Given entries

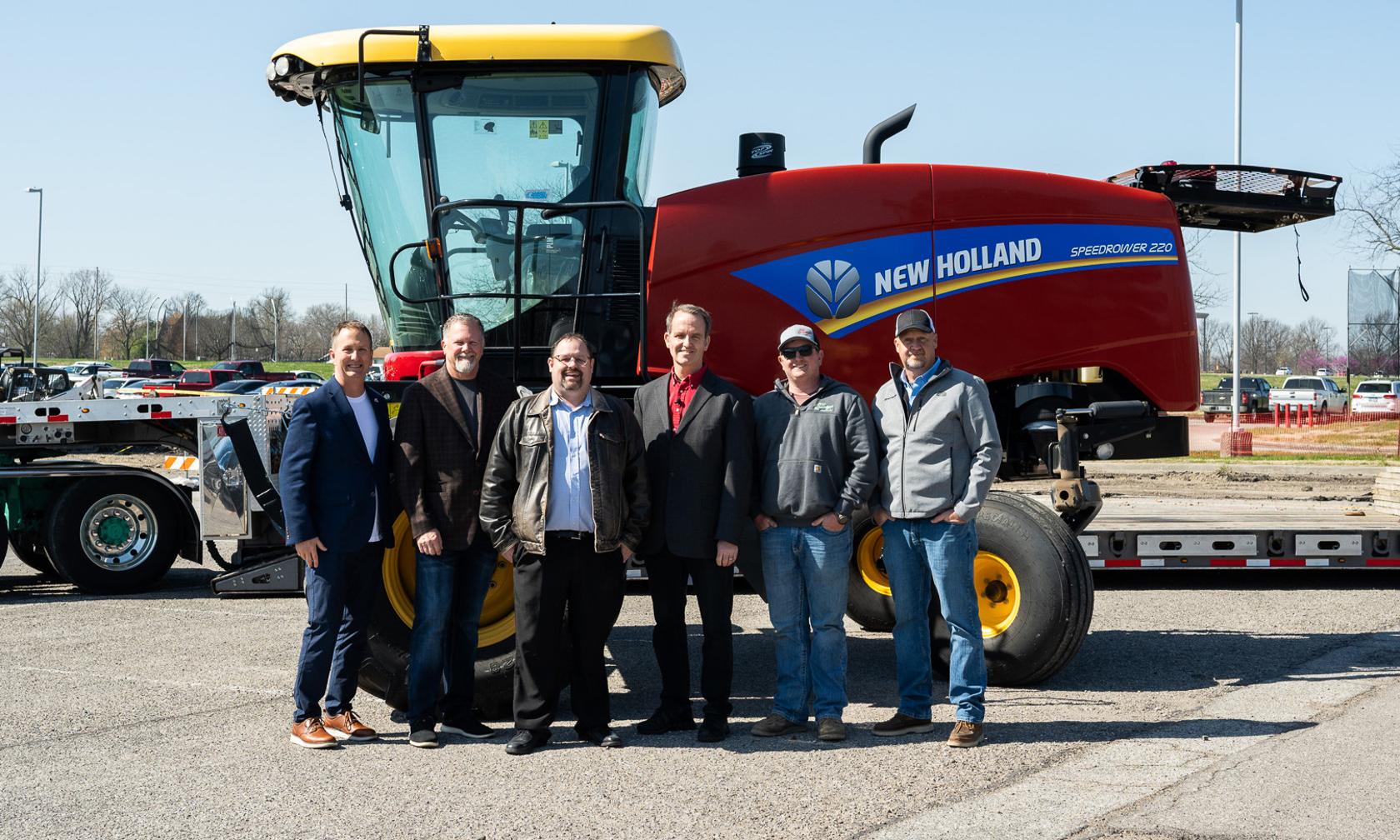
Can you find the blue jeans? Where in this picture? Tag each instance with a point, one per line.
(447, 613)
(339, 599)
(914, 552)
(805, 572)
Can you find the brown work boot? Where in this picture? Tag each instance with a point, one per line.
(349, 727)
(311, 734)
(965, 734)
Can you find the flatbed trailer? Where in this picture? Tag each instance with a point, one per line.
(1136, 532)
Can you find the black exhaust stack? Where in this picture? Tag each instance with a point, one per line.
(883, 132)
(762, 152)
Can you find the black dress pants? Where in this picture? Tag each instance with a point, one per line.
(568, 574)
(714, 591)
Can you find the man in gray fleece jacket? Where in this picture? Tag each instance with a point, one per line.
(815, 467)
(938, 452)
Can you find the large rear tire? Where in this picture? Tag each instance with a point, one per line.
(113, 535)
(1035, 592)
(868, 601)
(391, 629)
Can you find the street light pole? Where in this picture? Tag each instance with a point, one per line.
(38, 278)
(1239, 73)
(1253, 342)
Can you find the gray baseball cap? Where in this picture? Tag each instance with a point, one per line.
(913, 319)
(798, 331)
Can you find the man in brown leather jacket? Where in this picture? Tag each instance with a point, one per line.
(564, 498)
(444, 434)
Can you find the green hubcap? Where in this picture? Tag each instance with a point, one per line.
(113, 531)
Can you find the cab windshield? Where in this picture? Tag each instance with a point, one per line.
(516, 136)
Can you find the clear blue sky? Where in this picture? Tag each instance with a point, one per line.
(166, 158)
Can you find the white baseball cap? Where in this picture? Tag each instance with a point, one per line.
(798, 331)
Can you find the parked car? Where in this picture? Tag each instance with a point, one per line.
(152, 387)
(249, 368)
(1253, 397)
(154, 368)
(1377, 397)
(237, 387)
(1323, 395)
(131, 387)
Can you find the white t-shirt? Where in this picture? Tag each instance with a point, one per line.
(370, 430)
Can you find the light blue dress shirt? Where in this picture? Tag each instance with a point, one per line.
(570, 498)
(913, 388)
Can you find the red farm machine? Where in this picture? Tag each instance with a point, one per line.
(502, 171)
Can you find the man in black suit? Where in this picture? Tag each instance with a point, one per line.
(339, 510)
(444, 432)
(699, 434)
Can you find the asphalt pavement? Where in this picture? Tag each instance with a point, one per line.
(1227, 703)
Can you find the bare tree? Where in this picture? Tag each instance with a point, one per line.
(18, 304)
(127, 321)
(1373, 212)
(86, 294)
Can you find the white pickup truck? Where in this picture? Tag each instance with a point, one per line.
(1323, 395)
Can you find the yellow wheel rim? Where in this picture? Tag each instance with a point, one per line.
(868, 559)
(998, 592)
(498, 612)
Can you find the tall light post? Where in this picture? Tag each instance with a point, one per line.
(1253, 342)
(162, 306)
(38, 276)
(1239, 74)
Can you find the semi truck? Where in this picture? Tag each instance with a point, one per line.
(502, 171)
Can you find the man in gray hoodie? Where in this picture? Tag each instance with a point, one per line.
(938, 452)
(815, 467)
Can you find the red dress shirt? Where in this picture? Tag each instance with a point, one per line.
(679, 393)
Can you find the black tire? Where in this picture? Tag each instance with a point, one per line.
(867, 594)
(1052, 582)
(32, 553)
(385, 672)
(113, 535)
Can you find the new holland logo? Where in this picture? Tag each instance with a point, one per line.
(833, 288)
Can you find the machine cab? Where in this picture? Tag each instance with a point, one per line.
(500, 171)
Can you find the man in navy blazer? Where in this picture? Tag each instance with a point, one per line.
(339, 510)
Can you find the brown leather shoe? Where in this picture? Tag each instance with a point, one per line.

Assignment
Copy the listing exactly but drop its images.

Worked solution
Can you find the blue jeans? Where in this picture? Tag each instance with a point, one per line.
(447, 613)
(339, 599)
(914, 552)
(805, 572)
Can you find the brown work boot? Where in this picture? Tag each instance with a point, one per line.
(349, 727)
(311, 734)
(965, 734)
Can you find the flatbed trailer? Where in this picture? Tag each instance with a point, one per line.
(1136, 532)
Can you find the black exhaust stack? Where in this picture? Tag each instance with a point, one per line.
(883, 132)
(762, 152)
Can you find the black dress pants? Where in this picture? Tag each instance with a point, one per line.
(568, 574)
(714, 591)
Can you find the man in gray fleece jacket? Where in this picture? Tag each instance with a point, one per line.
(815, 467)
(938, 452)
Can you find the large rear tire? Where in this picture? Tag each instance with a point, one per line.
(113, 535)
(1035, 592)
(868, 601)
(391, 629)
Can you find the street light pole? Where in this picture? Tag each instance with a point, one per line.
(38, 278)
(1239, 73)
(1253, 342)
Can you find the gray baseball cap? Where in this picture? Tag each instance with a point, one per line.
(913, 319)
(798, 331)
Can you find the man in brown leather jacket? Where in this picture? Tag each instance with a point, one per line.
(564, 498)
(444, 434)
Can you find the green hubcap? Where in this picture? Tag each instance with a point, one per line.
(113, 531)
Can you find the cab windshield? Where in this picture? Tag each instance with a point, one per line.
(516, 136)
Can you find the clear blue sky? Where in this picture? Tag each instance with a point, one per line.
(166, 158)
Can you find the white baseball cap? Where in this picture? Tag each instance with a point, one per line.
(798, 331)
Can you find the parked car? Where in this picture? Tag each instance with a point, one per line.
(152, 387)
(249, 368)
(1253, 397)
(154, 368)
(1377, 397)
(237, 387)
(1323, 395)
(131, 387)
Can you find the white t-shirt? Where in this picture? Tag each instance with a point, one per line.
(370, 430)
Can you find the light blue dress shirt? Where in this picture? Tag each instance with a point, one per line.
(570, 498)
(913, 388)
Can you find the red farm machine? Where in this picture? Tag each instance with a point, one per line.
(502, 171)
Can you find the man in black suit? Where in this picture? Tag each instance with a point, one per line.
(339, 510)
(444, 432)
(699, 434)
Can you find the asphalt pavement? Where in this picture? Tag each instance with a point, one per line.
(1227, 703)
Can you find the bare tree? Where in this picture? Tag each instance with a point, one per line.
(18, 304)
(127, 321)
(1373, 212)
(86, 294)
Can you find the white pickup truck? Where in this picture? Tag each instance with a point, one per line.
(1323, 395)
Can you find the yellow wheel rim? Where in this picture? Tag each instance with a point, one per line.
(868, 559)
(998, 592)
(498, 612)
Can you find the tall light post? Where in this picture? Tag each instance with a point, one per line.
(1253, 342)
(162, 306)
(38, 276)
(1239, 74)
Can you find the semi truck? Where in this picture? Tag each instance with a point, one per line.
(502, 171)
Can you find the man in gray hoodie? Where in this picture? Tag each instance with a point, one per line.
(938, 452)
(815, 467)
Can you find the red dress shirt? Where in this picture? Tag each instance with a point, one per line.
(679, 393)
Can you find the black tire? Where in this picture? Tag each instance with a point, one per line.
(867, 594)
(1052, 582)
(32, 553)
(385, 672)
(113, 535)
Can you find the new holland logo? Where in this picture? Tag each instance with a point, one per line.
(833, 288)
Can you find the machine cab? Where in this picture? Tag each instance with a point, one per line.
(500, 171)
Can you find the man in navy blazer? Where in this picture? Tag each instance with a point, one per line.
(339, 510)
Can you find the brown leather shoe? Where in this picture? Tag each instance with a point, one per line.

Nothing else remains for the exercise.